- [About this exercise]: Please continue the news story about the Blaine teenager killed while riding his bike, picking up right after its last sentence.

- [Exercise text]:
A spirited and determined 16-year-old was just getting back into the swing of riding a bike again after an injury when he was run over on a Blaine residential street by a motorist suspected of being under the influence of drugs or alcohol.

Blaine High School 10th-grader Tony Janisch of Coon Rapids was bicycling with one of his brothers and a friend after 6:30 p.m. Friday on eastbound NE. 129th Avenue near Lincoln Street when the teen was hit head-on by a westbound car, according to the Anoka County Sheriff's Office. He died at the scene.

Janisch's 15-year-old brother, Tanner, was with him, the boys' mother said Sunday.

"The two were best friends," Jenny Janisch said. "Tanner held Tony in his arms until the ambulance arrived."

Daniel A. Rodman, 28, of Blaine, remains jailed on suspicion of criminal vehicular homicide. Charges could come as soon as this week.

The investigators "were looking at whether it was a combination of alcohol or drug use," Sheriff's Lt. Andy Knotz said Sunday.

Janisch played youth football for several years and wrestled for nearly 10 years "until an injury caused him to have to fight to walk again," Jenny Janisch said.

"Friday was the second day he had ridden his bike since his surgery last summer," Janisch said. "We were so happy he was going on a bike ride."

"Six months ago, we didn't know if [he would] ever walk again on his own," she said. "He fought and is strong and was doing so great."

Janisch said her son's goal "was to get better so he [could] wrestle his senior year. His dream was to be a top-ranked high school wrestler like his older brothers."

A GoFundMe campaign has been started online in an effort to help the family with expenses related to the crash.

It notes that Janisch's mother is a hair stylist and is out of work because of business restrictions connected to the coronavirus outbreak. The teen's father "has also experienced a reduction in his income by half due to forced restaurant closures," the posting reads.

- [Data to examine]:
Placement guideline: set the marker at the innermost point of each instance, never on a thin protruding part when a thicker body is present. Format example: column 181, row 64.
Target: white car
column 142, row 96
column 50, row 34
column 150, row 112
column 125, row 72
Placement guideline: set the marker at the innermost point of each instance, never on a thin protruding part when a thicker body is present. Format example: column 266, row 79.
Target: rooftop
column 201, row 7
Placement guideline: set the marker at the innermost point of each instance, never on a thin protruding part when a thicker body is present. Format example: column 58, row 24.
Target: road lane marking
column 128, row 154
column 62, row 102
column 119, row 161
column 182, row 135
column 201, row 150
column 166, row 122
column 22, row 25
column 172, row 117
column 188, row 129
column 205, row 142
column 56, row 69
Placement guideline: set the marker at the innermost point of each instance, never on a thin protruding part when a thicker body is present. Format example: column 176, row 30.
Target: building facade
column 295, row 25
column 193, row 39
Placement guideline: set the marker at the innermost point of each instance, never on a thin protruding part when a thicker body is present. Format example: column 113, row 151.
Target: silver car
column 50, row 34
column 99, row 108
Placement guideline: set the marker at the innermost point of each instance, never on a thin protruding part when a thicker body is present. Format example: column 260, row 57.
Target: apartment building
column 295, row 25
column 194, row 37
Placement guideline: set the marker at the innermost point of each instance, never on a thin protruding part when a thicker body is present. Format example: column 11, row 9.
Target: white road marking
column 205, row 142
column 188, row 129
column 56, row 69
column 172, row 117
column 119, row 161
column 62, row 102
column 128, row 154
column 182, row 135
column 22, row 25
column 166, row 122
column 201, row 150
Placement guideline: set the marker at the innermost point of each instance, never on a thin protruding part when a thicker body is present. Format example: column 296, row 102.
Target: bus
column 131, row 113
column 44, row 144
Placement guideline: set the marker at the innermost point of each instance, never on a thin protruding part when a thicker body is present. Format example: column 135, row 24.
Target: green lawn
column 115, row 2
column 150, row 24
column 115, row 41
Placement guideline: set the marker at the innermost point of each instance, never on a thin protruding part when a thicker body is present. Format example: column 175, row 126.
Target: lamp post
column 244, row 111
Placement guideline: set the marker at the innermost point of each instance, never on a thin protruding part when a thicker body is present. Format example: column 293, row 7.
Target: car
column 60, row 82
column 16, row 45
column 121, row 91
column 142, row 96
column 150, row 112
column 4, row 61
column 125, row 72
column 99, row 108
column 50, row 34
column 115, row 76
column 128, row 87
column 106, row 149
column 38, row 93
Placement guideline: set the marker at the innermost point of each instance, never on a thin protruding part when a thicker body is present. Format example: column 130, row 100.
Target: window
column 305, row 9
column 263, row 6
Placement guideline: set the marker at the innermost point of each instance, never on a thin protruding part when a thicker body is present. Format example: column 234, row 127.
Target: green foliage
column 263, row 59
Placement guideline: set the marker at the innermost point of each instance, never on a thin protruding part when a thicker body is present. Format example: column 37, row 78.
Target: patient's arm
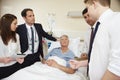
column 53, row 63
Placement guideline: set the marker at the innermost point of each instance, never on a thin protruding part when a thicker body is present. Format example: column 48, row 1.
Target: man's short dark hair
column 23, row 13
column 84, row 11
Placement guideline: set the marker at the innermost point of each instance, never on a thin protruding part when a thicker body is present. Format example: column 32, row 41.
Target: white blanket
column 39, row 71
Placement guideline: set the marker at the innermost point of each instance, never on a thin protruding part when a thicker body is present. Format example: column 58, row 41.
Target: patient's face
column 64, row 41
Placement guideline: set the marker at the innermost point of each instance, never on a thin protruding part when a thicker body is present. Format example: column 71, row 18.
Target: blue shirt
column 66, row 56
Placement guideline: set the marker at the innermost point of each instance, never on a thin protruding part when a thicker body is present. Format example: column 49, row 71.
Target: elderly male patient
column 59, row 57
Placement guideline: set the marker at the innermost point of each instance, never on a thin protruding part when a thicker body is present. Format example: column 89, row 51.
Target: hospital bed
column 38, row 71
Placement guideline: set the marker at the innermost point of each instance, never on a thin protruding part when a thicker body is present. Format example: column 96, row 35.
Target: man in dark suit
column 31, row 45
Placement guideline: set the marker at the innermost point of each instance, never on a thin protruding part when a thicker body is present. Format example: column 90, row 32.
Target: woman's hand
column 20, row 60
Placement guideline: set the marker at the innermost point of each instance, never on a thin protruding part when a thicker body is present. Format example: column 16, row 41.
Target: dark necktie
column 32, row 38
column 91, row 42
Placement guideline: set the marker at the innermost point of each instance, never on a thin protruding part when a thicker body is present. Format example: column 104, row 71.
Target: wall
column 59, row 8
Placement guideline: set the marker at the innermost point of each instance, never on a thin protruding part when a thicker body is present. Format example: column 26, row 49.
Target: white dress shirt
column 9, row 50
column 105, row 53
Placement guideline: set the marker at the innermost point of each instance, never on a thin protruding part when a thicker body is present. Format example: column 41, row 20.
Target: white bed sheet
column 40, row 71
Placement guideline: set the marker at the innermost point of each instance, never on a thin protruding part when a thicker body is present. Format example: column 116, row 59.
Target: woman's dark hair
column 5, row 28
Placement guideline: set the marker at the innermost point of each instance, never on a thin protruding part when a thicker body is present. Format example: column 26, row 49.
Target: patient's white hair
column 64, row 36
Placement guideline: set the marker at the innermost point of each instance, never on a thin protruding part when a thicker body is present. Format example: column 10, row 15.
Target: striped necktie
column 32, row 39
column 91, row 43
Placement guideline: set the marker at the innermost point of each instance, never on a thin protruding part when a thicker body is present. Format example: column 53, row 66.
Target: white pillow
column 74, row 45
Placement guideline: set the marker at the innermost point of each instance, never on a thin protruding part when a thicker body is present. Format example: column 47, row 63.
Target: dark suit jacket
column 22, row 31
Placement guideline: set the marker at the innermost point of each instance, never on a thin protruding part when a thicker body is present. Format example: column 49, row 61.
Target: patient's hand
column 51, row 63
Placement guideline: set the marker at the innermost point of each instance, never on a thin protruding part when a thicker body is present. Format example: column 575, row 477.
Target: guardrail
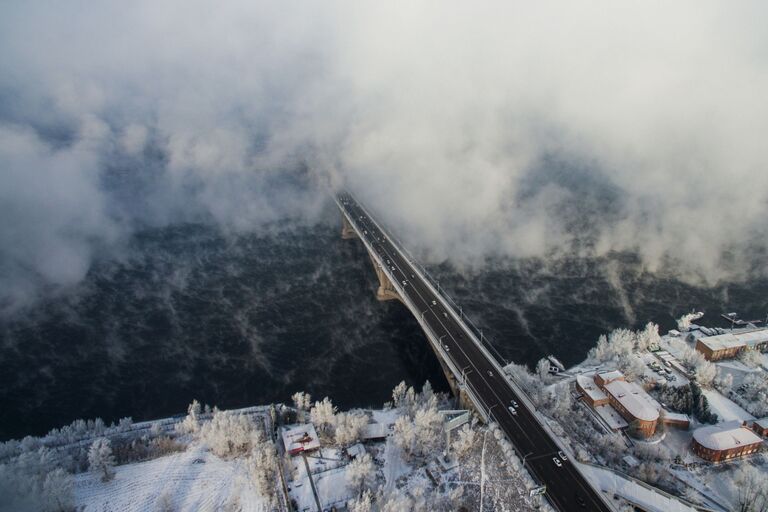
column 469, row 327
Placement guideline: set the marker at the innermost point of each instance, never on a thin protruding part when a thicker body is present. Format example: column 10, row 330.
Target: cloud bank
column 499, row 129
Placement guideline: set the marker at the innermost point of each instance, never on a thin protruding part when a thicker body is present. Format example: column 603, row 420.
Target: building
column 634, row 405
column 630, row 401
column 603, row 378
column 725, row 441
column 592, row 394
column 728, row 345
column 300, row 438
column 761, row 426
column 678, row 420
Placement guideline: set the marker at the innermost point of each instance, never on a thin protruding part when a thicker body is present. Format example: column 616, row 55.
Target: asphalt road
column 567, row 489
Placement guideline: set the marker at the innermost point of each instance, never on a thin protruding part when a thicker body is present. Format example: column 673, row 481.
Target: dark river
column 241, row 319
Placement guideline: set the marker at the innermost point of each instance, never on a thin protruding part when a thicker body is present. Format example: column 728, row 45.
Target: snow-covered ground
column 639, row 494
column 725, row 409
column 193, row 480
column 328, row 468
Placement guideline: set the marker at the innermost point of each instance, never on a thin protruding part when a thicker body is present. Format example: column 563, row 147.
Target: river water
column 236, row 319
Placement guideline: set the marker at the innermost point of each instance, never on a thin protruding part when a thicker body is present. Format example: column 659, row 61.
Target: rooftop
column 634, row 399
column 724, row 436
column 300, row 438
column 611, row 375
column 734, row 340
column 590, row 388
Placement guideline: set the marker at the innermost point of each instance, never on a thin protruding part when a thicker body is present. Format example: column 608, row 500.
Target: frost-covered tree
column 125, row 424
column 302, row 402
column 228, row 433
column 395, row 501
column 360, row 473
column 427, row 393
column 684, row 322
column 262, row 466
column 404, row 397
column 464, row 441
column 648, row 337
column 398, row 394
column 348, row 428
column 363, row 503
column 164, row 502
column 57, row 491
column 404, row 434
column 751, row 358
column 101, row 460
column 323, row 415
column 632, row 366
column 542, row 369
column 191, row 422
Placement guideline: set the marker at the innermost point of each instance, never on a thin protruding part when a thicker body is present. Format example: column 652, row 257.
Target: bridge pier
column 386, row 290
column 347, row 231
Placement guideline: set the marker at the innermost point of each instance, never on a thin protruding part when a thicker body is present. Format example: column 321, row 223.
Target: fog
column 497, row 130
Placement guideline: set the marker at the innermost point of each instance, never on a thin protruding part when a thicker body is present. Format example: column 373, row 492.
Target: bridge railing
column 436, row 284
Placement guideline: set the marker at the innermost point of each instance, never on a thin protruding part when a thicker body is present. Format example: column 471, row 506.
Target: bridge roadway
column 567, row 489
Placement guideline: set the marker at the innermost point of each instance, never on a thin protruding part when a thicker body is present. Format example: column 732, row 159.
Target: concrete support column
column 386, row 290
column 347, row 231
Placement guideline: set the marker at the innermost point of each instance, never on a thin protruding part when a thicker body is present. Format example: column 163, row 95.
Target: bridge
column 474, row 375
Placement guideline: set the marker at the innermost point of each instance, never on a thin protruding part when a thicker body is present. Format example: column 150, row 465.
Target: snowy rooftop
column 676, row 416
column 611, row 417
column 729, row 434
column 375, row 431
column 590, row 388
column 731, row 340
column 634, row 399
column 611, row 375
column 300, row 438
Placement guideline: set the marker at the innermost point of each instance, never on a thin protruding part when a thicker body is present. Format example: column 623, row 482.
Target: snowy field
column 725, row 409
column 194, row 480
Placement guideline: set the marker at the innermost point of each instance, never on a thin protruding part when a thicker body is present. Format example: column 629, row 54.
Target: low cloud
column 501, row 129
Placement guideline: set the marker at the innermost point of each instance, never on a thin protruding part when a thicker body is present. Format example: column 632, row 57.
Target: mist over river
column 235, row 319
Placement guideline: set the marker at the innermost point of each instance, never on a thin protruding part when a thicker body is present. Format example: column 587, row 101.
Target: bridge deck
column 477, row 372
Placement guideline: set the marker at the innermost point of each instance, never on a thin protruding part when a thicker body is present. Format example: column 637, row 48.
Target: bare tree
column 101, row 460
column 360, row 473
column 302, row 402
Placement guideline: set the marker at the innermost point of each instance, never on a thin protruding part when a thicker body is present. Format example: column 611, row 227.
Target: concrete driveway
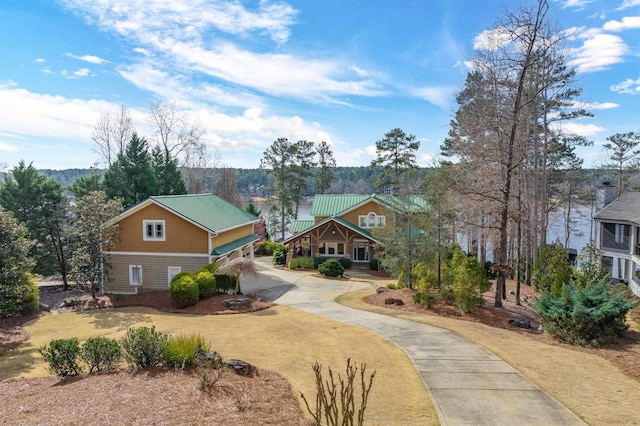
column 468, row 385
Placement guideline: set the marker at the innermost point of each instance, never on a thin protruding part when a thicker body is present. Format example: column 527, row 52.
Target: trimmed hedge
column 184, row 291
column 331, row 268
column 206, row 283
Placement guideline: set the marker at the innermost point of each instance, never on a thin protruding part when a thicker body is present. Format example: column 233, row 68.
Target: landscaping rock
column 241, row 367
column 236, row 303
column 520, row 323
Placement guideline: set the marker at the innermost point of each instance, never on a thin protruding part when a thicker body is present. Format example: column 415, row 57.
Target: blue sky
column 248, row 72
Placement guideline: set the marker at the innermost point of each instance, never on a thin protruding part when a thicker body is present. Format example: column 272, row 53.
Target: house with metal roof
column 164, row 235
column 344, row 225
column 618, row 235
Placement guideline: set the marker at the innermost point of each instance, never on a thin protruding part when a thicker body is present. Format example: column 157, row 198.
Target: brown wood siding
column 231, row 235
column 155, row 274
column 181, row 236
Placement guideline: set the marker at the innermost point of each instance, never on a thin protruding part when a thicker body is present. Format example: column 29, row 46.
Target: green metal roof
column 207, row 210
column 333, row 204
column 236, row 244
column 300, row 225
column 336, row 204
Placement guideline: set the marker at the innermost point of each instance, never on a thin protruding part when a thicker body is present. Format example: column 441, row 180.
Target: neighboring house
column 165, row 235
column 618, row 235
column 343, row 226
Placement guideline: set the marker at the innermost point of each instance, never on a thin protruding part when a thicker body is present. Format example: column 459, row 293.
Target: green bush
column 226, row 282
column 206, row 283
column 182, row 351
column 301, row 262
column 319, row 260
column 62, row 355
column 180, row 274
column 374, row 264
column 101, row 354
column 19, row 299
column 426, row 299
column 587, row 316
column 268, row 247
column 184, row 291
column 331, row 268
column 345, row 262
column 280, row 255
column 143, row 346
column 212, row 267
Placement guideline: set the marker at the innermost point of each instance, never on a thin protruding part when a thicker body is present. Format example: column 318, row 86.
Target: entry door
column 172, row 271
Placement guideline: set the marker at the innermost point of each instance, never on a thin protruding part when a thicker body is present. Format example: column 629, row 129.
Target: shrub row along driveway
column 467, row 384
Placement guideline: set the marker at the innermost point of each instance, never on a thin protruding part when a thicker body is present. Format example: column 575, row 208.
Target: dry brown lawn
column 282, row 343
column 600, row 385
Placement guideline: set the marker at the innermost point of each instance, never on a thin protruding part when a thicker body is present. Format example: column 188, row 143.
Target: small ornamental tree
column 587, row 316
column 18, row 293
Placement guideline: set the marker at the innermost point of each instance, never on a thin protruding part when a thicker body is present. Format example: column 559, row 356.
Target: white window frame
column 133, row 279
column 172, row 271
column 371, row 220
column 155, row 236
column 334, row 246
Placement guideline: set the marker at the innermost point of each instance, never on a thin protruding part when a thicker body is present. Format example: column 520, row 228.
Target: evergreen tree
column 132, row 177
column 169, row 178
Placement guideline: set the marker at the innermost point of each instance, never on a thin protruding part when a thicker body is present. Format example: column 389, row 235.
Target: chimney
column 605, row 194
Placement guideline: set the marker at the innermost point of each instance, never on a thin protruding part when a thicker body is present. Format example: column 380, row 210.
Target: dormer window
column 153, row 230
column 371, row 220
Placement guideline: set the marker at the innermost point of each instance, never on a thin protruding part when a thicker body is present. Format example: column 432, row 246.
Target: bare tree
column 111, row 134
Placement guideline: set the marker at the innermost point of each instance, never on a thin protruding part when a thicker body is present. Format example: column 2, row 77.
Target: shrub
column 374, row 264
column 345, row 262
column 206, row 283
column 143, row 346
column 226, row 282
column 268, row 247
column 426, row 299
column 184, row 291
column 301, row 262
column 587, row 316
column 19, row 299
column 62, row 356
column 182, row 351
column 180, row 274
column 280, row 255
column 331, row 268
column 319, row 260
column 101, row 354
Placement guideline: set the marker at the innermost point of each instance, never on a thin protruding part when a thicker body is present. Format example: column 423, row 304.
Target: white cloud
column 627, row 23
column 595, row 105
column 492, row 39
column 88, row 58
column 628, row 3
column 8, row 148
column 628, row 86
column 440, row 96
column 189, row 18
column 598, row 52
column 577, row 4
column 579, row 129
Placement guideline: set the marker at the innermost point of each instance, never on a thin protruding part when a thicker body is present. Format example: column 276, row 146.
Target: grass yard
column 278, row 339
column 595, row 389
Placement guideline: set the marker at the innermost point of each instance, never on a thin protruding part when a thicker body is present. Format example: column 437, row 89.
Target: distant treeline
column 349, row 180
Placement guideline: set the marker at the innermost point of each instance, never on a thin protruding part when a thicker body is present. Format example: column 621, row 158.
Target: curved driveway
column 468, row 385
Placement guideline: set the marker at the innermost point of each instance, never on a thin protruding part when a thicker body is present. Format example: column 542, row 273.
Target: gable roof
column 625, row 208
column 338, row 204
column 206, row 211
column 338, row 220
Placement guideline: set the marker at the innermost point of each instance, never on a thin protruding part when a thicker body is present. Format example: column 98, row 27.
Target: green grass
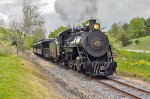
column 144, row 44
column 134, row 64
column 19, row 79
column 10, row 75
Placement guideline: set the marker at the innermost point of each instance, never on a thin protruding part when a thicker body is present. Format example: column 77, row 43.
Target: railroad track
column 129, row 90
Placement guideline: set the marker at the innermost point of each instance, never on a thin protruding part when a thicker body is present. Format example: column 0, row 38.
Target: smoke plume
column 75, row 11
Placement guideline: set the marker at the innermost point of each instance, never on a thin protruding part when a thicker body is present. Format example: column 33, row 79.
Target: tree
column 33, row 22
column 137, row 27
column 16, row 35
column 147, row 24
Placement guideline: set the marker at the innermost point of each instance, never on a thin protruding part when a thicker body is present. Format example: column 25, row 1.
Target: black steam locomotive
column 85, row 50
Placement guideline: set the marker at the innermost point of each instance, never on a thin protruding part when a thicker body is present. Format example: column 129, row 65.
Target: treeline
column 137, row 27
column 24, row 30
column 56, row 32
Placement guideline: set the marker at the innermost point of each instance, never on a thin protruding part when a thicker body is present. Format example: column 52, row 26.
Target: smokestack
column 91, row 23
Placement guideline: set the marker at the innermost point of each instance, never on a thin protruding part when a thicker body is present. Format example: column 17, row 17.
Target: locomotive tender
column 85, row 49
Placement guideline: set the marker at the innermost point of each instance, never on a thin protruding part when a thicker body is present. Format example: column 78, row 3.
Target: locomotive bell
column 91, row 24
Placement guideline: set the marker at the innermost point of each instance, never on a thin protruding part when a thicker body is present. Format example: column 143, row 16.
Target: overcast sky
column 109, row 11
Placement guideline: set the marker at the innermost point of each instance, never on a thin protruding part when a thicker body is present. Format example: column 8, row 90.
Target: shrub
column 137, row 42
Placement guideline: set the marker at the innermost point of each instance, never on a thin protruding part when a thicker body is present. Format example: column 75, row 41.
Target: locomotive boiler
column 85, row 50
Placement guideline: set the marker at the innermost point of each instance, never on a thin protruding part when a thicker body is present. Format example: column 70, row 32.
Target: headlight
column 96, row 26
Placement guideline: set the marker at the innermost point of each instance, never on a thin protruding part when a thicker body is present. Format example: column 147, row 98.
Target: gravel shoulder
column 68, row 84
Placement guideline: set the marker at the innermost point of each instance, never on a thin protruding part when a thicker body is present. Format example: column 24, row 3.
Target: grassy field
column 134, row 64
column 144, row 44
column 20, row 80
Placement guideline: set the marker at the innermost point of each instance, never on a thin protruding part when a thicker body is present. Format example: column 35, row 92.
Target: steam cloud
column 74, row 11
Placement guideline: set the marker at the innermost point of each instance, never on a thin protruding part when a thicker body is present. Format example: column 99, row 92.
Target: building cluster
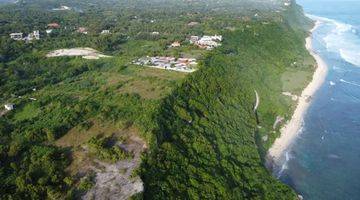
column 35, row 35
column 206, row 42
column 49, row 29
column 9, row 106
column 62, row 8
column 169, row 63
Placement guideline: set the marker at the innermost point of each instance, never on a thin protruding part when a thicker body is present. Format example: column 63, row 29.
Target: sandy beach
column 292, row 128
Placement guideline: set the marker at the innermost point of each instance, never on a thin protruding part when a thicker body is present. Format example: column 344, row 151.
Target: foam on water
column 351, row 83
column 343, row 39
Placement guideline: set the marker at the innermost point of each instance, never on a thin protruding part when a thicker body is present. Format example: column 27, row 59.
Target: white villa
column 207, row 42
column 186, row 65
column 9, row 106
column 16, row 36
column 105, row 32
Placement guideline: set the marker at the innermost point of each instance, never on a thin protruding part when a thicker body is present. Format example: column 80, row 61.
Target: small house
column 105, row 32
column 53, row 25
column 9, row 106
column 16, row 36
column 82, row 30
column 175, row 44
column 193, row 23
column 194, row 39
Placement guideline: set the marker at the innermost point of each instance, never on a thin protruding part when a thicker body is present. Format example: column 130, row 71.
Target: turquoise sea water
column 324, row 161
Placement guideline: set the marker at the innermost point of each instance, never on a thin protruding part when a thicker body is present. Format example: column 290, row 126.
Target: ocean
column 324, row 161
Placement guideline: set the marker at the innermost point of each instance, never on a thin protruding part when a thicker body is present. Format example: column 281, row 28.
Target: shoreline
column 293, row 127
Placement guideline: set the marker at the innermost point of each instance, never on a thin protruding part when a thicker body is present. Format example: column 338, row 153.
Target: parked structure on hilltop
column 9, row 106
column 175, row 44
column 53, row 25
column 62, row 8
column 206, row 42
column 16, row 36
column 34, row 35
column 82, row 30
column 31, row 36
column 104, row 32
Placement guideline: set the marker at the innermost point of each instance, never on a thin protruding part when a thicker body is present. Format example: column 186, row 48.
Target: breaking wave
column 342, row 39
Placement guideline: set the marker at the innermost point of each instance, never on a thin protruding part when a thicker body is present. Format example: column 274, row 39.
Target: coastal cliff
column 209, row 142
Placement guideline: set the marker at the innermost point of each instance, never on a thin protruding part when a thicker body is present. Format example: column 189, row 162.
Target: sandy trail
column 292, row 128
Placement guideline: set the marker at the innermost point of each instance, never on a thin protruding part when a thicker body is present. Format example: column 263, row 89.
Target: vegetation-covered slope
column 205, row 140
column 207, row 146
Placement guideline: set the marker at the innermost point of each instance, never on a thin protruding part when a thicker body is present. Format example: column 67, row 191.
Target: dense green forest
column 206, row 145
column 204, row 140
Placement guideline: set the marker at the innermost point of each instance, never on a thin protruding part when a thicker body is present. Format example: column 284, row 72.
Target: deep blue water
column 325, row 159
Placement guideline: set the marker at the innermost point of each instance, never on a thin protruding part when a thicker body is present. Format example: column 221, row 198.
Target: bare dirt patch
column 86, row 53
column 117, row 181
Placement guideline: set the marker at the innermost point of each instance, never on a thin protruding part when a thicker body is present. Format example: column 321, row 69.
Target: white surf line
column 293, row 127
column 257, row 101
column 350, row 83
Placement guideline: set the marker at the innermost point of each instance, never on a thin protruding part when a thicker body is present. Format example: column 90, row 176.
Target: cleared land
column 86, row 53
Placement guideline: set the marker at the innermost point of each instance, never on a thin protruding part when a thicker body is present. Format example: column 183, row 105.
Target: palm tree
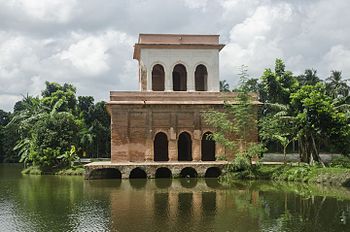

- [Result]:
Tony Janisch was the fourth of six children in the family and "was my most affectionate child," his mother said. "He showed love a lot by ribbing us and teasing. ... He helped many friends that were having hard times at home by having them over to our home whenever they needed a place to stay."

Rodman's criminal history in Minnesota spans his entire adult life and includes numerous convictions for driving without a valid license, according to court records. That includes three times after his license was either suspended or revoked, and three more times after it expired.

His license was valid at the time of the crash, a state Department of Public Safety official said Monday.

Rodman has also been convicted twice for driving under the influence of alcohol and for weapons violations, auto theft, domestic assault, having open alcohol in a vehicle and witness tampering.

Arrangements for Tony Janisch's funeral were pending Sunday afternoon.

Because of limits on how many people can gather in one place, the family "will only be allowed to have nine people and the priest at the funeral, which is incredibly sad," said Jennifer Teter, a family friend. "We are a strong Catholic community with many large families; we support each other," Teter said. "The funeral will likely be livestreamed, though."